(Dataset excerpts)
※ ※ ※

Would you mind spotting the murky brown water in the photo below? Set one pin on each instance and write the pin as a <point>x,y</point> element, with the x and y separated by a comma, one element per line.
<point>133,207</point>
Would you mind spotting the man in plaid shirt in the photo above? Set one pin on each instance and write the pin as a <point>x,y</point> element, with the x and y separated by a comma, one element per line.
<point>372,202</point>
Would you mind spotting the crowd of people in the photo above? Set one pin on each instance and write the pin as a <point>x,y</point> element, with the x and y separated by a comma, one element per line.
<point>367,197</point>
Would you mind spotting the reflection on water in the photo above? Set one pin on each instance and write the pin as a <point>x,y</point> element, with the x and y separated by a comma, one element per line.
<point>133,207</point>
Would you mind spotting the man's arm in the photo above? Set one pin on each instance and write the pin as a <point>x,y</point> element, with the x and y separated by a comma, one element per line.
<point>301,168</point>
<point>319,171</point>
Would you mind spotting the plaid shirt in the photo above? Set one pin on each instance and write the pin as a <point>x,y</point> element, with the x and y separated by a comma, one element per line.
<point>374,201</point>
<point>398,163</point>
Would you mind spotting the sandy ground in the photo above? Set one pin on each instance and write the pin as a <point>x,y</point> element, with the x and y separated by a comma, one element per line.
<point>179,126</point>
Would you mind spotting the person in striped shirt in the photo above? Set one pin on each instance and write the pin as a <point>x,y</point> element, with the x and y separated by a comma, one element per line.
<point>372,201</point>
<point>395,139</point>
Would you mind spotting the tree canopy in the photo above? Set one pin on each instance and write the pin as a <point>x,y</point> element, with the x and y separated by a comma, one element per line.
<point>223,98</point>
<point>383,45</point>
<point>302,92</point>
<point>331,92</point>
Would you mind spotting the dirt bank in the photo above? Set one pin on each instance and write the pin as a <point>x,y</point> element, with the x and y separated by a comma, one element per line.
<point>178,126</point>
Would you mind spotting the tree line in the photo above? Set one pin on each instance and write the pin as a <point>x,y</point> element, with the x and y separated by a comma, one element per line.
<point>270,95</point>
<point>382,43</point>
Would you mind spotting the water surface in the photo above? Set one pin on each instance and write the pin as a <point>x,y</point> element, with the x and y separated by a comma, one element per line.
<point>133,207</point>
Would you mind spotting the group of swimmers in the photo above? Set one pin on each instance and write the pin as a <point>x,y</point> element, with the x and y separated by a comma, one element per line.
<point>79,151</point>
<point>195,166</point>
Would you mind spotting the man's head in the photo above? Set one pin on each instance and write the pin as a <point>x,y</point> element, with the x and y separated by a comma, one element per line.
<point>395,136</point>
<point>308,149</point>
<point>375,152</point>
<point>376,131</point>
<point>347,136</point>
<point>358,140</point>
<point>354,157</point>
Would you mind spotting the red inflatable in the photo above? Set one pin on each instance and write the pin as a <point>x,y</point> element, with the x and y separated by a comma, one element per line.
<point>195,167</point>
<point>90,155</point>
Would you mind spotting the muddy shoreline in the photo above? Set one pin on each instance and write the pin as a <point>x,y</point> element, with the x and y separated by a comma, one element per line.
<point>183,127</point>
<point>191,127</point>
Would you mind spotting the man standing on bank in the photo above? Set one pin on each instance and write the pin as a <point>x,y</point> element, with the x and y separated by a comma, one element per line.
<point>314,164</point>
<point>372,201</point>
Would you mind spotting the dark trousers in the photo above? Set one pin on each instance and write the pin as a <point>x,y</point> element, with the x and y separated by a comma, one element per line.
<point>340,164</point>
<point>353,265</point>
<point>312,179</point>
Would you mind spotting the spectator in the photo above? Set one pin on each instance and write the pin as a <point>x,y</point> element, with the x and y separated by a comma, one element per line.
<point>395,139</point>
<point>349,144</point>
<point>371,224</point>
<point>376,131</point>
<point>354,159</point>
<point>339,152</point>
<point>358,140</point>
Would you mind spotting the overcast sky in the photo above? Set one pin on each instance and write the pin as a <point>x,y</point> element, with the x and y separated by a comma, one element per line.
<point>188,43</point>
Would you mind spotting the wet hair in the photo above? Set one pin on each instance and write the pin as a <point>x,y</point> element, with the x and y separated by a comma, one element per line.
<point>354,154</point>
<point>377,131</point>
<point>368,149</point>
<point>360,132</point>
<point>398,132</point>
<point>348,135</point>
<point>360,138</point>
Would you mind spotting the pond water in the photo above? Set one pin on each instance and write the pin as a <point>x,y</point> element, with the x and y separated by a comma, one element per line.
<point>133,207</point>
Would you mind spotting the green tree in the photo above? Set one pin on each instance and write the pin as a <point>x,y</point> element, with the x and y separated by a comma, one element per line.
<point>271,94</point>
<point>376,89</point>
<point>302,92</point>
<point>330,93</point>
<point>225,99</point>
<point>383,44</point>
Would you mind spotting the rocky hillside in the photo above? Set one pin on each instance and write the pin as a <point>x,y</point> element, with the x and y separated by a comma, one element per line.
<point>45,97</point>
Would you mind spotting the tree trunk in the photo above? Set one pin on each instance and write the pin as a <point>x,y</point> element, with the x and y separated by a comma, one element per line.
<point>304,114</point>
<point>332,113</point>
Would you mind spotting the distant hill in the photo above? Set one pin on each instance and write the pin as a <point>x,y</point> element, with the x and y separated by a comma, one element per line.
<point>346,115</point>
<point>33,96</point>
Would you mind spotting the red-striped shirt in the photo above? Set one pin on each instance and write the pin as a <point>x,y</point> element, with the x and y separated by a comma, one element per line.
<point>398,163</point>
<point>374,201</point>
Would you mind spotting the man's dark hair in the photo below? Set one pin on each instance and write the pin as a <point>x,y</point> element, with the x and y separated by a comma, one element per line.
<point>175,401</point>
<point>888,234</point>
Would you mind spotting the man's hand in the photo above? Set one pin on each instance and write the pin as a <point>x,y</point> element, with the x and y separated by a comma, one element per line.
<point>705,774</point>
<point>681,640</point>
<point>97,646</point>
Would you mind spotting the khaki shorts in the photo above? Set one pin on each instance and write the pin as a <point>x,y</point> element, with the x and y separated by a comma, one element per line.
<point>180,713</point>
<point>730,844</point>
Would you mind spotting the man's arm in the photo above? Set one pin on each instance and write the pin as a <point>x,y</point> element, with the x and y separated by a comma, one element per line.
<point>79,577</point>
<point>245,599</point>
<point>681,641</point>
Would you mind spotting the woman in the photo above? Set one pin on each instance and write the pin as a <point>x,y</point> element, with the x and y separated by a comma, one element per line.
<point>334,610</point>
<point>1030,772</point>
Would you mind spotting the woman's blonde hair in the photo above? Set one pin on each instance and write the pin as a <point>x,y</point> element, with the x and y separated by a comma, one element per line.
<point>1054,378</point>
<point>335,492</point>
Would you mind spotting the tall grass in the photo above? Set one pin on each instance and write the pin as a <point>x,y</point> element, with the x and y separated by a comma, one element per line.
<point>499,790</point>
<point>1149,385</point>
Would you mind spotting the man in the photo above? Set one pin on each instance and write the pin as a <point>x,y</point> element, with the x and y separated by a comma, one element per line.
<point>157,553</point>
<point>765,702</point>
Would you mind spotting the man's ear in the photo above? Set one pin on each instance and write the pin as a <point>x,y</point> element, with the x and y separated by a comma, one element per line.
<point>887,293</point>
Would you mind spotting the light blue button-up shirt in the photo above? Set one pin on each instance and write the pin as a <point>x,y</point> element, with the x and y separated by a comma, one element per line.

※ ※ ※

◆ REQUIRED WORK
Each entry above is to be quoted exactly.

◆ ANSWER FOR THE TASK
Would you mind spotting the murky brown water in the photo below? Set one pin on each instance and write the pin as a <point>x,y</point> element, with the x and y separated by a comma, one element per line.
<point>133,207</point>
Would you mind spotting the man in plaid shirt in the photo above? Set one pin on each instance and write the pin as a <point>x,y</point> element, with the x and y separated by a comma, one element per line.
<point>372,202</point>
Would you mind spotting the crowd of people in the photo above? Set one pin on each instance and write the pin as a <point>x,y</point> element, with the x and y separated by a comma, one element per line.
<point>367,197</point>
Would you mind spotting the reflection on water in the photo above? Set one pin on each instance and write the pin as a <point>x,y</point> element, with the x and y separated by a comma, one element per line.
<point>133,207</point>
Would you mind spotting the man's arm in the photo above? Set one pin on each instance and write the pin as a <point>x,y</point> element, with the x and y separated by a comma, one element per line.
<point>301,168</point>
<point>319,171</point>
Would you mind spotting the plaid shirt in the photo above? Set one pin on each instance and write the pin as a <point>x,y</point> element, with the x and y separated by a comma, one element per line.
<point>374,201</point>
<point>398,163</point>
Would you mind spotting the sandy ground in the photo above? Set one pin on each instance and write the pin as a <point>x,y</point> element, with the x and y separated by a comma, one element per line.
<point>179,126</point>
Would you mind spotting the person in striped shirt in the photo above? Set one pin on each instance and write the pin as a <point>x,y</point> element, with the x and y separated by a comma, one element per line.
<point>372,201</point>
<point>395,139</point>
Would you mind spotting the tree canopy in the photo above? Set one pin on each instance and write the pin as a <point>x,y</point> element, with the x and y separated by a comma, one element per line.
<point>223,98</point>
<point>383,45</point>
<point>302,92</point>
<point>331,92</point>
Would you mind spotting the dirt bank in the photo above? Set one pin on each instance and write the pin as a <point>x,y</point> element, with the x and y separated by a comma, one element per line.
<point>178,126</point>
Would you mind spotting the tree line in the photo above? Set one pin on each instance and write the pin as a <point>x,y</point> element, with the x and y separated by a comma, one element per line.
<point>270,95</point>
<point>382,43</point>
Would you mind spotting the water surface in the photo above? Set one pin on each instance and write the pin as a <point>x,y</point> element, with the x and y separated by a comma, one element per line.
<point>133,207</point>
Would you mind spotting the group of swimmers in the photo above? Set one pin on each instance and write the pin as a <point>x,y</point> element, with the x and y separated by a comma, one element per line.
<point>79,151</point>
<point>195,166</point>
Would you mind spotting the man's head in the photo above? Set one pin on each instance and write the pin as a <point>x,y</point> element, with the x and y separated by a comma, one element per line.
<point>395,136</point>
<point>308,149</point>
<point>375,152</point>
<point>376,131</point>
<point>347,136</point>
<point>358,140</point>
<point>354,157</point>
Would you mind spotting the red inflatable in the photo above? Set one pin on each instance and write the pin as a <point>x,y</point> element, with the x and y separated by a comma, one element per line.
<point>195,167</point>
<point>90,155</point>
Would you mind spotting the muddy shoreline in the photo above? Set one pin on each instance and write the pin as a <point>x,y</point> element, with the x and y separated by a comma, one element per line.
<point>183,127</point>
<point>191,127</point>
Would you mind spotting the man standing on bank in the photo above? Set one pin on each instance and write the pin as a <point>x,y</point> element, with the x and y separated by a comma, one element per line.
<point>314,164</point>
<point>372,201</point>
Would you mind spotting the dark trousers in the photo above? Set one pin on each instance and write the pin as a <point>x,y</point> element, with the x and y separated by a comma, one element per line.
<point>340,164</point>
<point>353,265</point>
<point>312,179</point>
Would you mind spotting the spectator in the photo above? Set one pin on each instance and write the pin as a <point>x,y</point> element, with the x and y separated by a comma, one element per line.
<point>395,139</point>
<point>349,144</point>
<point>371,224</point>
<point>376,131</point>
<point>354,159</point>
<point>339,152</point>
<point>358,140</point>
Would you mind spotting the overcast sky in the photo above? Set one pin on each instance and write the pin as a <point>x,y</point> element, with the x and y separated by a comma, one element per line.
<point>188,43</point>
Would you mind spotting the wet hair in the photo above? Set one pin on each instance and write the pin as a <point>x,y</point> element, with the x and y separated by a comma, one element per line.
<point>354,154</point>
<point>377,131</point>
<point>368,149</point>
<point>360,132</point>
<point>398,132</point>
<point>348,135</point>
<point>360,138</point>
Would you mind spotting the pond water in the photo above? Set one pin on each instance and write the pin as a <point>x,y</point> element, with the x and y separated by a comma, one element per line.
<point>133,207</point>
Would you mind spotting the green tree in the photo above? Set one pin on each instance and write the pin as a <point>x,y</point> element, with the x and y separated by a comma, one element per line.
<point>271,94</point>
<point>376,89</point>
<point>302,92</point>
<point>330,93</point>
<point>225,99</point>
<point>383,44</point>
Would you mind spotting the rocky hillside in the photo above? Set one pin on each instance and write the pin as a <point>x,y</point> element, with the x and y separated by a comma, one element per line.
<point>45,97</point>
Would you mind spotting the tree trunk in the photo above? Set one pin on each instance and write the pin as a <point>x,y</point> element, with the x and y separated by a comma, one element per line.
<point>304,114</point>
<point>332,113</point>
Would you mind spotting the distant hill in the photo above? Set one pin on each instance and write the pin as a <point>x,y</point> element, with the x and y separated by a comma, one element per line.
<point>346,115</point>
<point>33,96</point>
Would you mind spotting the red-striped shirt in the photo above? Set one pin on each instance and write the pin as a <point>x,y</point> element, with the x and y separated by a comma, one element per line.
<point>398,163</point>
<point>374,201</point>
Would you mind spotting the man's dark hair in the photo below? Set one pin on each instance and write the pin as a <point>x,y</point> element, with the x and y separated by a comma, one element per line.
<point>175,401</point>
<point>888,234</point>
Would you mind spotting the man's hand in the photo above? Set one pin on each instance and write the pin as a <point>x,y</point> element, with the x and y separated by a comma, one element per line.
<point>705,774</point>
<point>681,640</point>
<point>97,646</point>
Would you mind spotting the khaki shorts in the photo above? Set one pin on each instance and write the pin as a <point>x,y</point> element, with the x and y separated by a comma, one element per line.
<point>180,713</point>
<point>730,844</point>
Would you mind spotting the man's arm in the photo above? Set one pin on each instance and write the pin as a <point>x,y</point> element, with the x and y separated by a comma, one element per line.
<point>79,577</point>
<point>245,599</point>
<point>681,641</point>
Would you mind spotting the woman in the photo above? Set one pin on each instance and write the pin as a <point>x,y</point> element, with the x and y separated by a comma, one element per line.
<point>334,610</point>
<point>1030,772</point>
Would you mind spotting the woman's blonde hair in the photo above? Set one pin on each instance and write the pin as a <point>x,y</point> element, with the x and y separated by a comma, one element per line.
<point>1054,378</point>
<point>335,492</point>
Would you mind spotting the tall grass in the photo above? Set one pin on each instance and write the pin as a <point>x,y</point> element, with the x and y separated by a comma, one element per line.
<point>499,790</point>
<point>1149,385</point>
Would you mind spotting the man in the photo above? Set one pin on each instance and write the pin as a <point>x,y</point> element, with the x and y separated by a comma, one element per line.
<point>157,553</point>
<point>765,702</point>
Would you mind spotting the man's ear in the photo above? Set one pin on each instance and write the pin as a <point>x,y</point> element, with the x and y separated by a comma, one element per line.
<point>887,293</point>
Would you mind spotting the light blue button-up shirt in the photo above? Set one pin on each instance and write the pin as a <point>x,y</point> element, with the x and y separated by a comma, one element per line.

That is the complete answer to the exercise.